◆ **TEXT PROVIDED**
Segment Open

Associated Bank: Nimble banking in a time of rapid change

Welcome to our Work Unleashed series: a collection of posts from Box executives and conversations with Box customers on navigating the "new normal" of work today. Here, you'll find insights and resources that enable your teams to do their best work, anywhere, anytime.
The Green Bay Packers have banked with Associated Bank for a hundred years. That long standing partnership is due to the bank's commitment to progressive and personal customer experience. But the Green Bay Packers aren't the only Associated Bank fans — for many years, the midwest-headquartered bank has been rated the #1 mortgage lender in Wisconsin.
As CIO, Mike Meinolf is in charge of driving day-to-day IT operations and, at the same time, moving technology strategy forward in a grounded way. “It's not enough for me to build toys that nobody wants to play with,” he says. “It's imperative that any technology strategy enable a line of business to succeed. Sometimes that's products and services; sometimes it's efficiency in the back office."
In a recent fireside chat with Rand Wacker, VP Industry Solutions at Box, Meinolf described how the existing technology stack put Associated Bank in the best possible position to ensure business continuity and serve customers in an agile way as the COVID-19 shutdown unfolded.
Scaling work-life integration way, way up
The transition to remote banking has been gradual. Branches have become less of a transactional place and more of what Meinolf calls a “relationship space.” For Associated Bank, already focused on enabling that transformation, the shutdown forced a quicker shift. In March 2020, it was one of the first institutions of its size to close branch lobbies and encourage as many employees as possible to work from home.
No small feat, if you consider, as Meinolf words it, that “Overnight, we effectively went from over 300 office locations, including branches, to over 3,000 if you count all of our colleagues at home.” Every home is unique when it comes to internet and environmental challenges — pets, kids, life. Meinolf says, “It's no longer about work-life balance; it's work-life integration. We had to start really supporting the logistics of working remotely and problem-solving.” But because Associated Bank already had a lot of cloud-based platforms and applications in place, the bank was able to overcome the initial shock of the shift pretty quickly.
Standing up a brand-new product under intense pressure
That was internally, but the bank also had to think about serving customers in a nimble way during the pandemic. "Being involved in the Paycheck Protection Program (PPP) was very important to us,” says Meinolf. “There's a cultural element of what we bring to the community. We felt that being an active participant in the PPP program was going to help our small business customers weather the storm."

Segment Closed

◆ **ACTIVITY LIST**
1) List every organization named in the Associated Bank article.
2) Check each statement against the Associated Bank article and say whether it agrees: (a) Associated Bank closed its branch lobbies in March 2020. (b) Rand Wacker is the CIO of Associated Bank. (c) The Green Bay Packers have banked with Associated Bank for fifty years.
3) Pick up the article on Associated Bank during the pandemic after its last sentence and write what comes next.

(Data records)
Segment Open

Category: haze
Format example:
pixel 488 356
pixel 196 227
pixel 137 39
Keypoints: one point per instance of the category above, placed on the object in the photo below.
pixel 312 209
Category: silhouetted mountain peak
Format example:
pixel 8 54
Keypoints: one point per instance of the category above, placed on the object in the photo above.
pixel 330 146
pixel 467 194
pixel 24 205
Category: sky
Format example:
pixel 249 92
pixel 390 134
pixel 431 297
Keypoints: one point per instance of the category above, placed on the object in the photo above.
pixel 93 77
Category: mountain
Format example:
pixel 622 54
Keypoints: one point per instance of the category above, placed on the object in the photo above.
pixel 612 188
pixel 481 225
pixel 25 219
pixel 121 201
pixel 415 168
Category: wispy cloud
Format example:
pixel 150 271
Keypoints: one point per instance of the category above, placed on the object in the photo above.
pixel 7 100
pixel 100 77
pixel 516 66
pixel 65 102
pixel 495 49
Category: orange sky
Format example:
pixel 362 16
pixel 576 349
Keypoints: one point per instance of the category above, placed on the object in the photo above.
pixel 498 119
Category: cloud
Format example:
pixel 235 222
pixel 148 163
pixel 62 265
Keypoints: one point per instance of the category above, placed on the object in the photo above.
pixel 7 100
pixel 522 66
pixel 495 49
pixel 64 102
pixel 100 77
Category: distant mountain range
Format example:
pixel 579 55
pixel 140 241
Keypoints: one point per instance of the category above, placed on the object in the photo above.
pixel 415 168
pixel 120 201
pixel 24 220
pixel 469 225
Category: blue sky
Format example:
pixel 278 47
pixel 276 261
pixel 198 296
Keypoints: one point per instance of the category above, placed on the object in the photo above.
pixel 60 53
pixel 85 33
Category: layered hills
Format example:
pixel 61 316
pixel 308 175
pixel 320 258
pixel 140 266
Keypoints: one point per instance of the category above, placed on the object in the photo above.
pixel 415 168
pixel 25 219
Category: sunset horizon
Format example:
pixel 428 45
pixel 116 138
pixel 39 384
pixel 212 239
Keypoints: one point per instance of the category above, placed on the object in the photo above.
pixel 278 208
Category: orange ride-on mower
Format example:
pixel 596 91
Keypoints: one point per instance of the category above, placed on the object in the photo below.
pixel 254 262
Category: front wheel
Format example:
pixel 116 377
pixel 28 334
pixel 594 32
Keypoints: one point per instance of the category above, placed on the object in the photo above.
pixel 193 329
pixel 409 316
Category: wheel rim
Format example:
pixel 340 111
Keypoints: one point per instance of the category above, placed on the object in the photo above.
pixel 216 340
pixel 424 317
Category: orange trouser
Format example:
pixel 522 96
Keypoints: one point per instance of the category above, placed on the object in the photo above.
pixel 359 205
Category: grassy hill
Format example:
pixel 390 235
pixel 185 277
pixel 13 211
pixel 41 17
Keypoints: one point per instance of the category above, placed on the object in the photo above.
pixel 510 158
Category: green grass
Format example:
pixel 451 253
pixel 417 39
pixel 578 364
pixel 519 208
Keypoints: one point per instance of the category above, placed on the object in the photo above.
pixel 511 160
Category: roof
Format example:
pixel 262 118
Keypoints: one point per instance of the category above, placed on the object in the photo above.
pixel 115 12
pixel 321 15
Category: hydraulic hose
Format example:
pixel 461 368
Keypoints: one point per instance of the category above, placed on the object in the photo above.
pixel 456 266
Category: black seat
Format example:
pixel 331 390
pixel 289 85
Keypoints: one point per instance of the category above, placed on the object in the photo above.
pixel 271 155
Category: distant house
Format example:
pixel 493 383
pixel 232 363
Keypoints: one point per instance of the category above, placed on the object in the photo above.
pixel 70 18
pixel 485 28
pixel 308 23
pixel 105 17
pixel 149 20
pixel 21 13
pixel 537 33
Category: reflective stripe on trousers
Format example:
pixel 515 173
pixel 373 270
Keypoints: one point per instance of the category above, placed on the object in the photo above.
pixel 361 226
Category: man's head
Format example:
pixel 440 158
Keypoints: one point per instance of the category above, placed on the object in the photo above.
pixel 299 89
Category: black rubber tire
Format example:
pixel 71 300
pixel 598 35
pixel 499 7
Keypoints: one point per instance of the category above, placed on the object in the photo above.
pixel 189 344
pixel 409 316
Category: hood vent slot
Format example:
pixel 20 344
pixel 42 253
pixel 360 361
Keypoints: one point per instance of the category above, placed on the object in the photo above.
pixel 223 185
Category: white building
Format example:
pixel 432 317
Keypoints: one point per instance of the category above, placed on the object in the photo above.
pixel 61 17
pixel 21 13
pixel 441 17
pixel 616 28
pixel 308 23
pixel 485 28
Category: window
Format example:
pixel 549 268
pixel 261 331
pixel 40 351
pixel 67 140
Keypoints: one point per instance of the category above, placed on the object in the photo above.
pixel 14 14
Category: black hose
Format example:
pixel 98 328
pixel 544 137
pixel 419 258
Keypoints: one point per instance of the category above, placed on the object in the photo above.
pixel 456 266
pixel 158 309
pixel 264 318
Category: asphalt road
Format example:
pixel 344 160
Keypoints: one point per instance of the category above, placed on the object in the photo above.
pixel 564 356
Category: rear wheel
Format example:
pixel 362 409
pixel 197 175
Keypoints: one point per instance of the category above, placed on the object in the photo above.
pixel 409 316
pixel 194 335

Segment Closed

◆ **WRITTEN RESPONSES**
1) Associated Bank, Box, Green Bay Packers

2)
(a) Yes: "In March 2020, it was one of the first institutions of its size to close branch lobbies"
(b) No: "Rand Wacker, VP Industry Solutions at Box"
(c) No: "The Green Bay Packers have banked with Associated Bank for a hundred years."

3)
Like a lot of banks tasked with building PPP administration rapidly, Associated Bank initially had build vs. buy conversations. Meinolf’s team ultimately discovered that an internal loan application tool they already had could be customized as an intake mechanism for the PPP process so that applicants wouldn’t be confused by standard language around collateral and other irrelevant terms.
The ability to leverage Box for this project was huge. Using APIs, the bank was able to innovate relatively simple functionality of document distribution and every other task you might take for granted behind that: the security, the reputation, the consistency of the application. "All eyes were on us to see if we could stand this thing up in short order and really deliver,” Meinolf admits. “It was easy for us to hook into Box as a robust platform.” In the end, the bank processed about 9,000 loans totaling over $1B.
Best-of-breed enables flexible readiness
As the pandemic made very clear, for Associated Bank, partnering with firms and technologies that allow a quick pivot and adaptation to a changing environment is essential. Working with best-of-breed apps and platforms such as Box enables Meinolf’s team to build self-service products and experiences ambitiously — and quickly. Every modern technology platform they've invested in is able to communicate with other technologies, not pigeonholing them into a particular communication paradigm.
Meinolf doesn’t see branches going away anytime soon, and he doesn’t expect remote work to last forever, either, but as this year has shown everyone, it’s important to be flexible and have the tools a company needs to connect every experience. The days of proprietary solutions are likely over, and it’s now time to invest in ecosystems and platforms. For this reason, says Meinolf, “Technology platforms can't be built for a specific purpose; they have to be able to be used for ways we can't even think of yet.”